# [Document excerpt]
▼

Tutorial: (Robust) One Hot Encoding in Python

Kevin Lemagnen
Cambridge Spark
Published in
6 min readSep 10, 2018

--

One hot encoding is a common technique used to work with categorical features. There are multiple tools available to facilitate this pre-processing step in Python, but it usually becomes much harder when you need your code to work on new data that might have missing or additional values.

That's the case if you want to deploy a model to production for instance, sometimes you don't know what new values will appear in the data you receive.

In this tutorial we will present two ways of dealing with this problem. Everytime, we will first run one hot encoding on our training set and save a few attributes that we can reuse later on, when we need to process new data.

If you deploy a model to production, the best way of saving those values is writing your own class and define them as attributes that will be set at training, as an internal state.

▲

# [Data]
▼

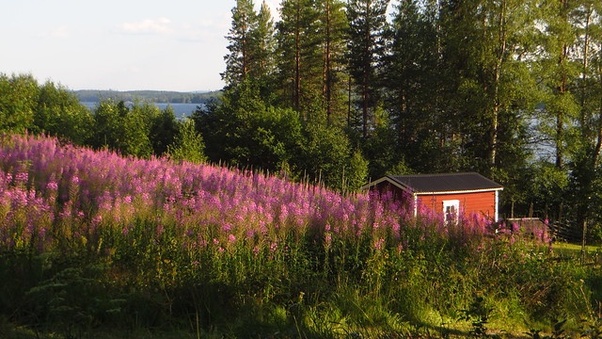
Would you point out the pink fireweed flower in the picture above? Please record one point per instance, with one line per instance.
(21, 178)
(327, 239)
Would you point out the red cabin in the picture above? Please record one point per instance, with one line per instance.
(451, 194)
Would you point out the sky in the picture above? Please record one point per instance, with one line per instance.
(175, 45)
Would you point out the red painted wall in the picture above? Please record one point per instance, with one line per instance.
(470, 203)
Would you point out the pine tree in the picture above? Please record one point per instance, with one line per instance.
(299, 56)
(240, 48)
(333, 32)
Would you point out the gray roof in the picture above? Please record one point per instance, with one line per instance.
(449, 182)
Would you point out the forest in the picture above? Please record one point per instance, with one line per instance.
(344, 93)
(510, 89)
(246, 219)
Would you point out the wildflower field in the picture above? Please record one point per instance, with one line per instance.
(92, 242)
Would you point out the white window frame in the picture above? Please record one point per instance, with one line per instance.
(451, 203)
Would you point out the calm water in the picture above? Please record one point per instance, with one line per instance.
(181, 110)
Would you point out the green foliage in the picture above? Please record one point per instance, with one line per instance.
(124, 129)
(189, 146)
(18, 101)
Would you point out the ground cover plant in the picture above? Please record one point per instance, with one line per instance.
(92, 242)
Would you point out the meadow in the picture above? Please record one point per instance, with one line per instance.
(93, 243)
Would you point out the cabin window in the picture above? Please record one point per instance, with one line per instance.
(451, 210)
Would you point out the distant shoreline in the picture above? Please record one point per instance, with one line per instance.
(181, 110)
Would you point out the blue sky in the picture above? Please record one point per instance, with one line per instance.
(118, 44)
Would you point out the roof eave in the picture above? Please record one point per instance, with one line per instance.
(390, 180)
(482, 190)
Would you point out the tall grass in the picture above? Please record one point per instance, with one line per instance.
(91, 239)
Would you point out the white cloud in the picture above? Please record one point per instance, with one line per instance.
(148, 26)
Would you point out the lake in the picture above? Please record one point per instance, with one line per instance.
(180, 110)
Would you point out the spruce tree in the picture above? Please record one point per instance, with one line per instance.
(367, 21)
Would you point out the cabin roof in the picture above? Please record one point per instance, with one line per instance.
(444, 182)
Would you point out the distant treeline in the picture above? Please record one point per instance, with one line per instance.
(149, 96)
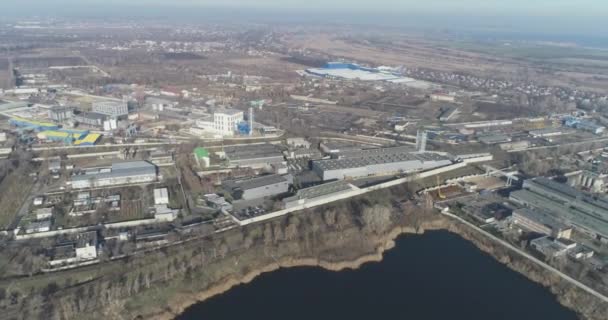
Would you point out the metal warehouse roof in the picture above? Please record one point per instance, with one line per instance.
(118, 170)
(256, 182)
(379, 156)
(253, 152)
(568, 214)
(320, 190)
(89, 139)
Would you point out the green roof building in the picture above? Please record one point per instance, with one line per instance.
(201, 154)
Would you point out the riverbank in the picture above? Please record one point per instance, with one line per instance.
(566, 294)
(182, 302)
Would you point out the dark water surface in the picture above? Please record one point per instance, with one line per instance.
(435, 276)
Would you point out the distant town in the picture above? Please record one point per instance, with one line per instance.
(114, 146)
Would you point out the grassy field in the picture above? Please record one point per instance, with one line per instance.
(534, 51)
(14, 190)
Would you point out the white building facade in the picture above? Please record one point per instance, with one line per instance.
(111, 108)
(226, 121)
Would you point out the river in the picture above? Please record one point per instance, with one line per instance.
(435, 276)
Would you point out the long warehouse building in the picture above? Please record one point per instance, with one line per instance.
(378, 162)
(119, 173)
(566, 204)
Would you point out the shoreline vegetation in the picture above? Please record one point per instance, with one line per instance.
(566, 294)
(163, 283)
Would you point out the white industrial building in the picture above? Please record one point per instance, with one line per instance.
(119, 173)
(84, 248)
(223, 124)
(161, 196)
(226, 120)
(258, 187)
(377, 162)
(111, 108)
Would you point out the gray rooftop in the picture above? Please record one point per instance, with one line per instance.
(378, 156)
(542, 217)
(253, 152)
(320, 190)
(565, 212)
(255, 182)
(229, 111)
(118, 169)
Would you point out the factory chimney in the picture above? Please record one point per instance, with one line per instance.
(250, 121)
(421, 141)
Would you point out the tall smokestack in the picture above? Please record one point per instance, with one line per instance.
(250, 121)
(421, 141)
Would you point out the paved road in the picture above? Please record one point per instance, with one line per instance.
(532, 258)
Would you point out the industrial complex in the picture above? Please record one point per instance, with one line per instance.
(566, 204)
(377, 162)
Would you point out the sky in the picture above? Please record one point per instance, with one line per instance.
(554, 8)
(564, 17)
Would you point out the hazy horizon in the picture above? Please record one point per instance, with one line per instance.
(565, 18)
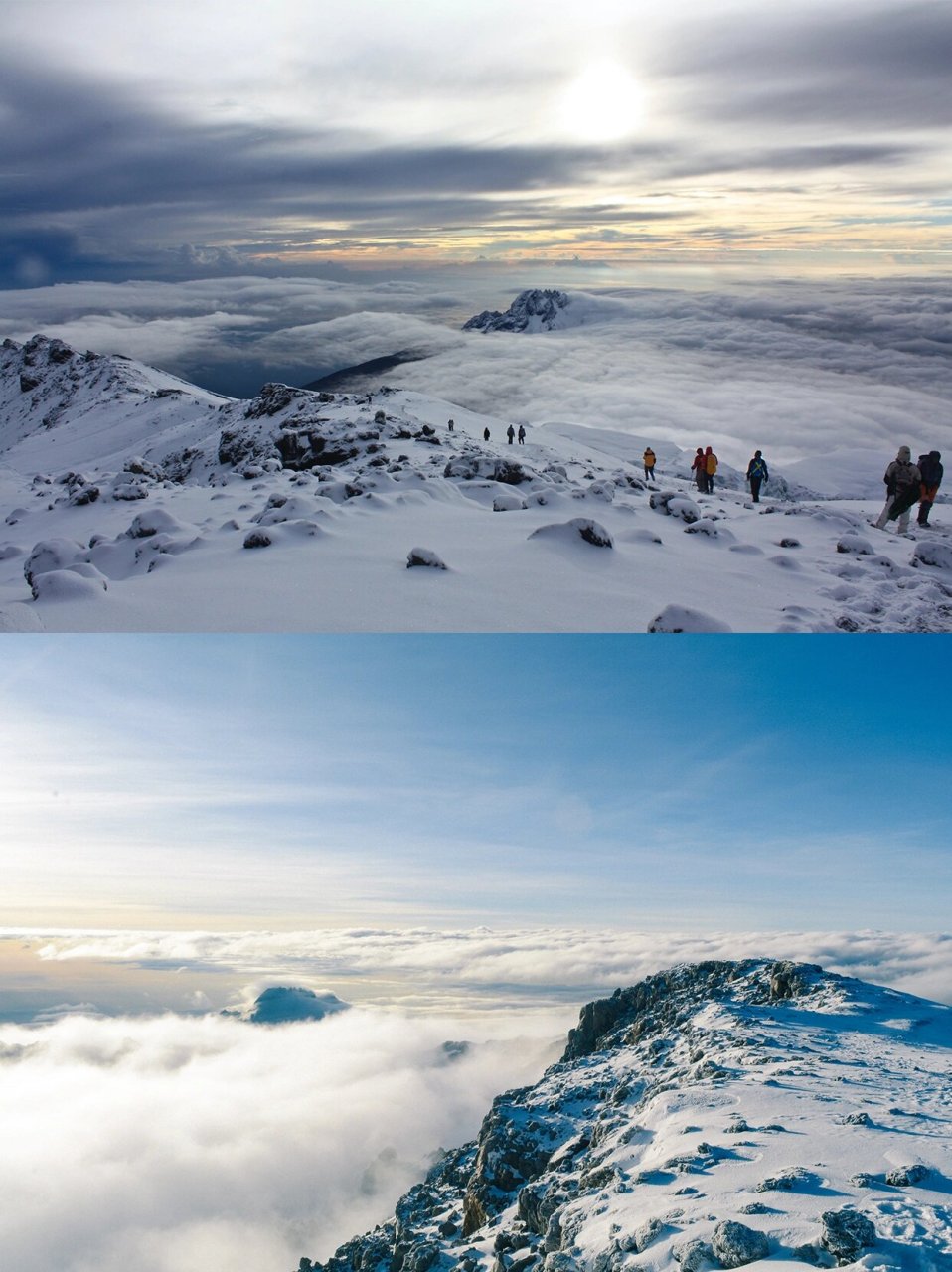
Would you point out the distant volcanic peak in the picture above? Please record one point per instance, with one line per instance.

▲

# [Instruction A]
Copy the stretch of the one hot encoding tutorial from "One hot encoding is" through "data you receive." word for word.
# [Instruction B]
Write a continuation of the one hot encoding tutorial that begins right after its last sentence.

# [Exercise answer A]
One hot encoding is a common technique used to work with categorical features. There are multiple tools available to facilitate this pre-processing step in Python, but it usually becomes much harder when you need your code to work on new data that might have missing or additional values.

That's the case if you want to deploy a model to production for instance, sometimes you don't know what new values will appear in the data you receive.

# [Exercise answer B]
If you’re working in a notebook, it’s fine to save them as simple variables.

Let’s create a new dataset

Let’s make up a dataset containing journeys that happened in different cities in the UK, using different ways of transportation.

We’ll create a new DataFrame that contains two categorical features, city and transport , as well as a numerical feature duration for the duration of the journey in minutes.

import pandas as pd

df = pd.DataFrame([["London", "car", 20],
["Cambridge", "car", 10],
["Liverpool", "bus", 30]],
columns=["city", "transport", "duration"]

Now let’s create our ‘unseen’ test data. To make it difficult, we will simulate the case where the test data has different values for the categorical features.

df_test = pd.DataFrame([["Manchester", "bike", 30], 
["Cambridge", "car", 40],
["Liverpool", "bike", 10]],
columns=["city", "transport", "duration"])

Here our column city does not have the value London but has a new value Cambridge. Our column transport has no value bus but the new value bike. Let's see how we can build one hot encoded features for those datasets!

We’ll show two different methods, one using the get_dummies method from pandas, and the other with the OneHotEncoder class from sklearn.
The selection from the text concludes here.